■ **What needs to be done**
In the records below, find the line containing "Can you find the window in"; give it again exactly, along with every line that follows, and nothing else.
▬▬▬▬▬▬
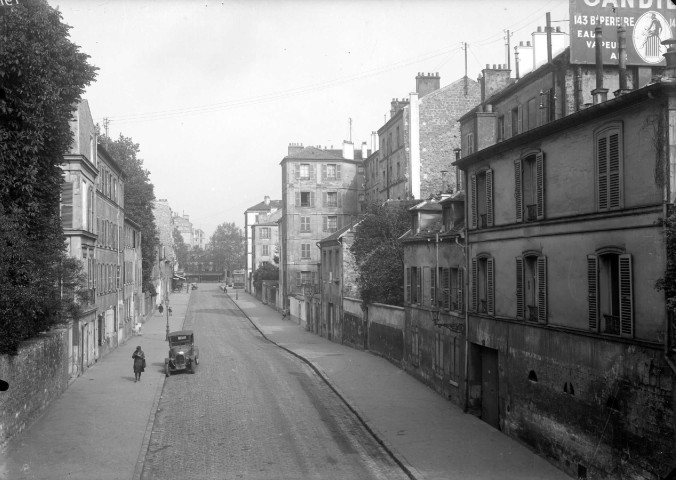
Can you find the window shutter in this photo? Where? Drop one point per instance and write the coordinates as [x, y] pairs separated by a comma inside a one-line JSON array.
[[475, 286], [67, 204], [518, 192], [614, 177], [461, 285], [541, 266], [540, 185], [408, 285], [446, 288], [593, 289], [490, 290], [520, 296], [489, 198], [419, 286], [473, 198], [602, 166], [626, 297]]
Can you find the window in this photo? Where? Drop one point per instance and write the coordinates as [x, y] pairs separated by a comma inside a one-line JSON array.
[[609, 164], [529, 188], [482, 199], [438, 353], [483, 285], [415, 346], [304, 171], [330, 223], [470, 143], [531, 288], [331, 199], [305, 199], [609, 277]]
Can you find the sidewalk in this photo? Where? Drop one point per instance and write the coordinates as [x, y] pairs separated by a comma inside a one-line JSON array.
[[431, 437], [66, 441]]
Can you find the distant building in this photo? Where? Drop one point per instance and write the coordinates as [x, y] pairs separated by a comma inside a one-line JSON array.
[[321, 193], [251, 216]]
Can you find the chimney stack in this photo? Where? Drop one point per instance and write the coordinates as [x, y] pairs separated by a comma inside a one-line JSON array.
[[600, 94], [425, 84]]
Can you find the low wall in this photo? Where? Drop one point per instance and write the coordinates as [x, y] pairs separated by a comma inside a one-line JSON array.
▬▬▬▬▬▬
■ **Answer to this task**
Can you find the window in this photo? Where? Drop one point per instance and write the coordinates as [x, y] pairs separated by a comma inside a one-line JSON array.
[[609, 164], [529, 188], [482, 199], [438, 353], [483, 285], [415, 346], [304, 171], [330, 223], [470, 143], [531, 288], [331, 199], [305, 199], [609, 277]]
Can you find the sidewalk in this photo? Where? Drop one point per instance and write the coordinates as [x, y] pairs separated by a comma inside a one-line JSON array.
[[431, 437], [66, 441]]
Can you find the distant building in this photo? Where? Drop one point per instance and write the coordinates as [x, y] pairs separated by a comma inside a one-line JSON array.
[[321, 193], [251, 216]]
Can you find the chimney stack in this photo? Where? Drop one point per instance and write the coordinates as [x, y] pairs separated by a comma inside a one-line JSON array.
[[600, 94], [425, 84]]
Can you find the low wall in this photo? Where? Drop one point per instance and write the coordinates as [x, y] pairs separated by a comma inside a one-line JSON array.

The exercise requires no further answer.